Supplied entries START

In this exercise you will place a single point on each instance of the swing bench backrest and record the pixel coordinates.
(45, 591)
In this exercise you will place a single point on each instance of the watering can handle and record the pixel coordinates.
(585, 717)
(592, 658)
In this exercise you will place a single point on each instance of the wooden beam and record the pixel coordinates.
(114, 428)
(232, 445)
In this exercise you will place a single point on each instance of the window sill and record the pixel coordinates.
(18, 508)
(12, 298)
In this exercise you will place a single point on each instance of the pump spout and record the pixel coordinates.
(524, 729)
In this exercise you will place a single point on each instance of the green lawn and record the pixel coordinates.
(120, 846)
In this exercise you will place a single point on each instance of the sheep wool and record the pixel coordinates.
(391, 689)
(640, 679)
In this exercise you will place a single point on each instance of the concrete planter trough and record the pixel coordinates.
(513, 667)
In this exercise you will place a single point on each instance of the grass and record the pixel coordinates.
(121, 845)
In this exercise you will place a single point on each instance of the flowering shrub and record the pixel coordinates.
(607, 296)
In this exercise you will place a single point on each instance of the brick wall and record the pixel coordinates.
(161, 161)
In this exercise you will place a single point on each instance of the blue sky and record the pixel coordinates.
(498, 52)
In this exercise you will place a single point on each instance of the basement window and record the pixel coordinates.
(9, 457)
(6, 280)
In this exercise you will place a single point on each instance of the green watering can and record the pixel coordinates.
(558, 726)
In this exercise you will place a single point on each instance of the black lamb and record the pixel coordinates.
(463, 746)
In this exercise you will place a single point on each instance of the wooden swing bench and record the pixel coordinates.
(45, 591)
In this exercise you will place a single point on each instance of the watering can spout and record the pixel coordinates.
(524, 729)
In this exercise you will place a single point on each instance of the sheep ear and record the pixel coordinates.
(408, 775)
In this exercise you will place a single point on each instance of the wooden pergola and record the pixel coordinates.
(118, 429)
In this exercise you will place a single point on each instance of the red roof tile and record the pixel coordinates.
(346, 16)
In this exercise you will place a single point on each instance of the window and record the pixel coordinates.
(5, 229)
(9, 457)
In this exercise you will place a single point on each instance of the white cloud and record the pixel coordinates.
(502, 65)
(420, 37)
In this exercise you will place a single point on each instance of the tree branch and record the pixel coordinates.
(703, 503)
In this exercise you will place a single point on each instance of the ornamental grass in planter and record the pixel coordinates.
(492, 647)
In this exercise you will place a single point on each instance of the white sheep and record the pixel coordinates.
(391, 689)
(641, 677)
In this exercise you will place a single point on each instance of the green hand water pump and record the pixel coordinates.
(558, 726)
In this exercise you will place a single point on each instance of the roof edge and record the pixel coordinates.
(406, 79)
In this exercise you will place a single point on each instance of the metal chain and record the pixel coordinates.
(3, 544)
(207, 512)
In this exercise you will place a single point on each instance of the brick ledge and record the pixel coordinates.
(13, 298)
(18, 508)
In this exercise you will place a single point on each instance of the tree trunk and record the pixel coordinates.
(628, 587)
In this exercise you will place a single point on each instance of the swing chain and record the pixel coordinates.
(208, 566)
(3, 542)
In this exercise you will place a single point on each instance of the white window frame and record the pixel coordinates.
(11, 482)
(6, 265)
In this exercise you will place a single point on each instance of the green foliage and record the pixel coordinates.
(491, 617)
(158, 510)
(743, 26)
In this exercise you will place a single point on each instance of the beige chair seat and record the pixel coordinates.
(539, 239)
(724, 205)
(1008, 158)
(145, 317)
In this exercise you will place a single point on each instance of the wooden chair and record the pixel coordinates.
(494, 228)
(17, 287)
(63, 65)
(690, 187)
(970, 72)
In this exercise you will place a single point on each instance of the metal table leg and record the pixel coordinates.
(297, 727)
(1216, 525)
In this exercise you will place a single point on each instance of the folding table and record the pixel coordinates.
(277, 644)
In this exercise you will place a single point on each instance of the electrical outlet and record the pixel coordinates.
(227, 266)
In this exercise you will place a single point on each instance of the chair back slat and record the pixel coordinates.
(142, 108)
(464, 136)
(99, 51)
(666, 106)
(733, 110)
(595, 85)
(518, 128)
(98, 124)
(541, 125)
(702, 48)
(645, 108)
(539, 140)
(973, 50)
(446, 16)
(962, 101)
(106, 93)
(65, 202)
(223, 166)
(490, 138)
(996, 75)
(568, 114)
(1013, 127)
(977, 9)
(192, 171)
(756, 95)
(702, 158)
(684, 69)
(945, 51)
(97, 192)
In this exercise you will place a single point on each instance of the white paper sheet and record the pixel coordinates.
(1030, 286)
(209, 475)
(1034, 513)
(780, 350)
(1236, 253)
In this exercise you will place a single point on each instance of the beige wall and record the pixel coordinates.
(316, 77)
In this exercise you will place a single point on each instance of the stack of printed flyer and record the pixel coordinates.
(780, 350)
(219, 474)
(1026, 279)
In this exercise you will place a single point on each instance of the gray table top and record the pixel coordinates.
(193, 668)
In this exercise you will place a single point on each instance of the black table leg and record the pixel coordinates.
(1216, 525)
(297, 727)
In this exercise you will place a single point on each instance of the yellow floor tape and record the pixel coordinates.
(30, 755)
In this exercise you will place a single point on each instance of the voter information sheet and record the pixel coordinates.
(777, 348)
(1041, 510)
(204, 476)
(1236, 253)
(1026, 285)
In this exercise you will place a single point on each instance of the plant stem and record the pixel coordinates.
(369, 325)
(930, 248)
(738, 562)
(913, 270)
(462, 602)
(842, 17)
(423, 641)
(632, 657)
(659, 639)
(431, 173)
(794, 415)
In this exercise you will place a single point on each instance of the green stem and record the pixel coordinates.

Supplied entries END

* _Problem requirements_: Each record must be transcribed word for word.

* _Expected answer_:
In this exercise you will place a single point on each instance of the swing bench backrest and record the pixel coordinates.
(45, 591)
In this exercise you will place a single point on each instance of the watering can handle and record the pixel coordinates.
(585, 717)
(592, 658)
In this exercise you will place a single point on each instance of the wooden beam and record the pixel coordinates.
(114, 428)
(232, 445)
In this exercise you will place a single point on each instance of the window sill and record the pixel coordinates.
(18, 508)
(12, 298)
In this exercise you will place a single point on each instance of the pump spout and record the pixel coordinates.
(524, 729)
In this exercise you will place a single point on each instance of the green lawn and record the pixel coordinates.
(120, 846)
In this exercise you will place a single point on each instance of the sheep wool and record the pixel coordinates.
(391, 689)
(640, 679)
In this exercise you will place a single point on each instance of the concrete planter trough and record the pixel coordinates.
(513, 667)
In this exercise you will place a single point on each instance of the grass and record the pixel coordinates.
(121, 845)
In this exercise you will place a single point on each instance of the flowering shrub and record the pixel coordinates.
(607, 296)
In this exercise you will place a single point on each instance of the brick wall and record the pixel coordinates.
(161, 161)
In this exercise you will place a single point on each instance of the blue sky and record the pixel coordinates.
(498, 52)
In this exercise you will place a single point on each instance of the basement window and record the pixel coordinates.
(9, 457)
(6, 280)
In this exercise you will place a single point on each instance of the green watering can and record the pixel coordinates.
(558, 726)
In this exercise you will place a single point on each instance of the black lamb and record the pixel coordinates.
(463, 746)
In this exercise you will place a single point on each instance of the wooden swing bench and record the pixel coordinates.
(45, 591)
In this exercise you will place a single point on each instance of the watering can spout and record the pixel coordinates.
(524, 729)
In this exercise you will place a single point on each instance of the sheep ear and record the pixel coordinates.
(408, 775)
In this exercise you will place a single point on each instance of the wooden pergola and record the pixel coordinates.
(118, 429)
In this exercise you will place a single point on each instance of the red roof tile and record the pixel coordinates.
(346, 16)
In this exercise you will place a single point on each instance of the window and record the pixel coordinates.
(5, 229)
(9, 457)
In this exercise you will place a single point on each instance of the white cloud and record the pixel coordinates.
(502, 65)
(420, 37)
In this exercise you will place a single point on each instance of the tree branch and record the pixel coordinates.
(703, 503)
In this exercise you will place a single point on each instance of the ornamental grass in planter and record the pixel coordinates.
(492, 647)
In this exercise you will place a single point on each instance of the white sheep and record the pixel coordinates.
(391, 689)
(641, 677)
In this exercise you will place a single point on each instance of the green hand water pump and record the pixel coordinates.
(558, 726)
In this exercise you will place a single point on each instance of the roof edge and record the pixel coordinates.
(406, 79)
In this exercise you will place a single point on each instance of the metal chain and record the pixel coordinates.
(3, 544)
(207, 512)
In this exercise you will place a single point on each instance of the brick ledge and record the pixel coordinates.
(13, 298)
(18, 508)
In this exercise you will place a single point on each instance of the tree trunk and record the pixel coordinates.
(628, 587)
In this exercise you will place a single point on each instance of the swing chain and record the pixel coordinates.
(208, 566)
(3, 542)
In this exercise you will place a single point on each instance of the white window frame and record the pixel coordinates.
(11, 482)
(6, 265)
In this exercise you will place a single point on each instance of the green foliage and record the pixel coordinates.
(491, 617)
(158, 510)
(743, 26)
In this exercise you will place a single point on each instance of the beige chair seat and record the pixel coordinates.
(539, 239)
(724, 205)
(1008, 158)
(145, 317)
In this exercise you will place a single point on each instance of the wooden chair and record the pixel coordinates.
(494, 228)
(17, 287)
(63, 65)
(690, 187)
(970, 72)
In this exercise you will place a single point on each instance of the metal table leg and record the pixel coordinates.
(297, 727)
(1216, 525)
In this exercise you will place a single point on each instance of the folding table and record the pixel coordinates.
(277, 644)
In this exercise you will place a single point on each instance of the electrical outlet and record the pixel coordinates.
(227, 266)
In this exercise you will place a single point on each instance of the chair back slat and record the pixel coordinates.
(142, 108)
(464, 136)
(99, 51)
(666, 106)
(733, 110)
(595, 85)
(518, 128)
(98, 124)
(541, 125)
(702, 48)
(645, 108)
(539, 140)
(973, 50)
(446, 16)
(962, 101)
(106, 93)
(65, 202)
(223, 166)
(490, 138)
(996, 75)
(568, 114)
(1013, 127)
(977, 9)
(192, 171)
(756, 95)
(702, 158)
(684, 69)
(945, 51)
(97, 192)
In this exercise you will place a single point on each instance of the white paper sheet and record the pixel coordinates.
(1030, 286)
(209, 475)
(1034, 513)
(780, 350)
(1236, 253)
In this exercise you will place a single point on each instance of the beige wall and record the pixel coordinates.
(316, 77)
In this exercise you will place a single point on each instance of the stack of printed flyer and record the pixel coordinates.
(780, 350)
(219, 474)
(1026, 279)
In this exercise you will place a single point on each instance of the gray table top and record the pixel coordinates.
(193, 668)
In this exercise you will place a single point on each instance of the black table leg and record the pixel coordinates.
(1216, 525)
(297, 727)
In this exercise you will place a single point on each instance of the yellow floor tape and record the pixel coordinates.
(30, 755)
In this exercise you will place a single point on each instance of the voter information sheet and record the pixel coordinates.
(777, 348)
(1041, 510)
(204, 476)
(1236, 253)
(1026, 285)
In this exercise you will place a single point on each instance of the plant stem and record the pixel coordinates.
(369, 325)
(930, 248)
(738, 562)
(913, 270)
(462, 602)
(842, 17)
(423, 641)
(632, 657)
(659, 639)
(431, 173)
(794, 415)
In this exercise you will place a single point on each instance of the green stem and record the pixel coordinates.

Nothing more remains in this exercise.